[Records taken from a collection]
* * * * * * *

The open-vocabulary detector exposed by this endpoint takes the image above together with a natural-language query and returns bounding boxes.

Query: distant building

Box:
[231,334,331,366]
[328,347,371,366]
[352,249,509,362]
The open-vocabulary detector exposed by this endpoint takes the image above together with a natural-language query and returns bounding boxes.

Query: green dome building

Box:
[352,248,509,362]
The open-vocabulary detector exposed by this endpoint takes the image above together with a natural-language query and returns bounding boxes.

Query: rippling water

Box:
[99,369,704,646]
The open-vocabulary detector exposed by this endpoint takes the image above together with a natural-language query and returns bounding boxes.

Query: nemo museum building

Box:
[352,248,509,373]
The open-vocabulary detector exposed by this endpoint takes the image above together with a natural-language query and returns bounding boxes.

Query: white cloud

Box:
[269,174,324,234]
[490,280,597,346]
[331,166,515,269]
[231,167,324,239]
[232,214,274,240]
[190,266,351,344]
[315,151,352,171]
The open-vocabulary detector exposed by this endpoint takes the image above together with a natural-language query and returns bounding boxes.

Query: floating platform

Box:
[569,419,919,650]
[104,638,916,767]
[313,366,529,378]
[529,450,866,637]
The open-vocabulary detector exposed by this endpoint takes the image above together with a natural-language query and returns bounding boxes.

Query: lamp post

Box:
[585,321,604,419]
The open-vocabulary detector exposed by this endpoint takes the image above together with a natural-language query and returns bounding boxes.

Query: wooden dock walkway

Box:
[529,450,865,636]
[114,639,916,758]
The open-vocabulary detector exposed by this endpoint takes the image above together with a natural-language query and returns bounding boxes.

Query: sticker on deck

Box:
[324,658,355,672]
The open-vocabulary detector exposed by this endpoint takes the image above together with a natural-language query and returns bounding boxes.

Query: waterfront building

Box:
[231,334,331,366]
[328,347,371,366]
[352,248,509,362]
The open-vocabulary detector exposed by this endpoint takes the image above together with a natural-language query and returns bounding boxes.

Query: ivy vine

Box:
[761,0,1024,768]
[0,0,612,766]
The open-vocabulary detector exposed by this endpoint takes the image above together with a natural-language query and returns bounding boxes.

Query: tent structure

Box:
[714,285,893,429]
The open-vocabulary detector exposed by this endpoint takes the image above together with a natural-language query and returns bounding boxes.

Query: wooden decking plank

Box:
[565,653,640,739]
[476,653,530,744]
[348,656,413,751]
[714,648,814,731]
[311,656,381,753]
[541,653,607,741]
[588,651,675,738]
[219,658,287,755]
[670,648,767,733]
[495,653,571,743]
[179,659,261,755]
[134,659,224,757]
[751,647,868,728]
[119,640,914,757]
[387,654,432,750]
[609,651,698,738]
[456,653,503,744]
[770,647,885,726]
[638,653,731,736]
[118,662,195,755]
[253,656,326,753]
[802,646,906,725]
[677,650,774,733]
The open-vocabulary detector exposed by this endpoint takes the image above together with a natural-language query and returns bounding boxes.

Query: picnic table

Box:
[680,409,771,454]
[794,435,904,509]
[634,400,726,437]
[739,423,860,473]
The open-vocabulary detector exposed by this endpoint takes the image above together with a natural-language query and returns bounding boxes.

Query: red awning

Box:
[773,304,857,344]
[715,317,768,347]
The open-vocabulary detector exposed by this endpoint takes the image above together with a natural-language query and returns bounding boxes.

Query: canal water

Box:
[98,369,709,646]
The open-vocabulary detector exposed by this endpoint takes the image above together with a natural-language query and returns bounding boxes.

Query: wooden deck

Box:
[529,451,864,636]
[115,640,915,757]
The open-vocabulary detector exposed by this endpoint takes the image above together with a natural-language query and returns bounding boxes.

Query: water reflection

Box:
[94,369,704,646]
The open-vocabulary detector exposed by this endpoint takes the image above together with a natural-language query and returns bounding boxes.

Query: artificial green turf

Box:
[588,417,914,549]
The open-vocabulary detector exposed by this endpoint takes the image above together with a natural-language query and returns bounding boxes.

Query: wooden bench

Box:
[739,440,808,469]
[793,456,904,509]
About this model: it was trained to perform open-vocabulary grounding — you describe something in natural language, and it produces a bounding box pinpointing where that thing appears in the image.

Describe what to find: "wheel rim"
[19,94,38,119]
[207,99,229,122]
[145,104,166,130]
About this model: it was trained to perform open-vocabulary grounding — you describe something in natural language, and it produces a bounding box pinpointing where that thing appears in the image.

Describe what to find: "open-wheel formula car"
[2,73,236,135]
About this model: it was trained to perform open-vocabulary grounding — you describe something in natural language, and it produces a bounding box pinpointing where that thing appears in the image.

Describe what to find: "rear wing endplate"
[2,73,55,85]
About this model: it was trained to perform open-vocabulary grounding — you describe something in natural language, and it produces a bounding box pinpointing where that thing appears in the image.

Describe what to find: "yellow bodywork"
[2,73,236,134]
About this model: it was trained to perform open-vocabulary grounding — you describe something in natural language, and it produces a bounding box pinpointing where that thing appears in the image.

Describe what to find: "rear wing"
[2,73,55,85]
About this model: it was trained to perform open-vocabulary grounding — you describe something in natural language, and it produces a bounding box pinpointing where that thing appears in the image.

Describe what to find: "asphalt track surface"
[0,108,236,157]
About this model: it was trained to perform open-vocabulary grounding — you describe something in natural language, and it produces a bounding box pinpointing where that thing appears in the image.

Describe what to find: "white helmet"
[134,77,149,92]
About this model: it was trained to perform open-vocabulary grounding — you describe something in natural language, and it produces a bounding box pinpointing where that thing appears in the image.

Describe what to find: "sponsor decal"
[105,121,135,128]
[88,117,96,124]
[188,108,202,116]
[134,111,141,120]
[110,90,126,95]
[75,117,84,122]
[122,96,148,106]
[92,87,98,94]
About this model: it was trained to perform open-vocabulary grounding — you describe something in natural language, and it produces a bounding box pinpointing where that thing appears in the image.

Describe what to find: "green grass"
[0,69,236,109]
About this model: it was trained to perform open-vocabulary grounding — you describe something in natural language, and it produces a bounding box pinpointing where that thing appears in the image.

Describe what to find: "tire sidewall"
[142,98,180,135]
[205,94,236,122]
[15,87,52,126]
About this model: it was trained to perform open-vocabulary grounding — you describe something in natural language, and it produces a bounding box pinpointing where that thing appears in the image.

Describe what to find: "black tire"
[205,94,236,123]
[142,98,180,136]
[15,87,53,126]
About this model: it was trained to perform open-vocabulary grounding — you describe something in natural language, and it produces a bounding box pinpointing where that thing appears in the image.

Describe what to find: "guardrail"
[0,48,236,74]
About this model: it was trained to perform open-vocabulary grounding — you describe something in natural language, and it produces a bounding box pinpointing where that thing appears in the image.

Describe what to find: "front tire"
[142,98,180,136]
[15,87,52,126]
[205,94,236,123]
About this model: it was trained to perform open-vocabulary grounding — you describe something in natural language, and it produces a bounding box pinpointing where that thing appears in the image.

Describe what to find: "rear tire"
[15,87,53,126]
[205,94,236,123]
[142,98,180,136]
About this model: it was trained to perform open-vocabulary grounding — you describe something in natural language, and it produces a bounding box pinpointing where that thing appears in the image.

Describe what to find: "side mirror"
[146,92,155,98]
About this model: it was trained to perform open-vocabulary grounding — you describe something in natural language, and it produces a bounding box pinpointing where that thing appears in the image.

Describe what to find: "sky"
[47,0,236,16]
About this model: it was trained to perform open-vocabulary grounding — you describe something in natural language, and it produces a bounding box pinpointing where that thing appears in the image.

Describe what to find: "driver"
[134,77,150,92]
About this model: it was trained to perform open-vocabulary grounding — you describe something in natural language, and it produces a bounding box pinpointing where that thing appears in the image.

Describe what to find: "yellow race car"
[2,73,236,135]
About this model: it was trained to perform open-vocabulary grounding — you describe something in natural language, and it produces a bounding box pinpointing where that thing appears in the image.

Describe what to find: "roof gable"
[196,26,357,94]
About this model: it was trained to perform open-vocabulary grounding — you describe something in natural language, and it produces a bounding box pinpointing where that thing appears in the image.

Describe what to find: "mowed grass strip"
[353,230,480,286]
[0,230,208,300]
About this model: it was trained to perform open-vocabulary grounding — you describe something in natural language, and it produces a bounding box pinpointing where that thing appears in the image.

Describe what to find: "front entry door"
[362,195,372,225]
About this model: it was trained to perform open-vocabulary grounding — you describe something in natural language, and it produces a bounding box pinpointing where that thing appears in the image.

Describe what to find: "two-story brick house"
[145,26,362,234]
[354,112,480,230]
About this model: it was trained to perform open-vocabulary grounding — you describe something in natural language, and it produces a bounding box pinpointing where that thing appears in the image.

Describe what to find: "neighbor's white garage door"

* * * * * * *

OBJECTIVE>
Please pull out every line of the material that contains the string "green".

FINISHED EXERCISE>
Query: green dome building
Query: artificial green turf
Describe what to find: "green grass"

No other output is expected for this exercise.